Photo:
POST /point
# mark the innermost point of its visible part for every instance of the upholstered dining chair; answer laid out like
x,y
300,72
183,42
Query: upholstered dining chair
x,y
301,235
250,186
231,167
************
§ **Exercise description**
Copy every line of the records above, word for word, without changing any character.

§ **Task response**
Photo:
POST /point
# mark the innermost point of its visible part for every instance of the upholstered dining chair; answer laid out like
x,y
300,72
183,42
Query: upholstered dining chair
x,y
301,235
250,186
231,167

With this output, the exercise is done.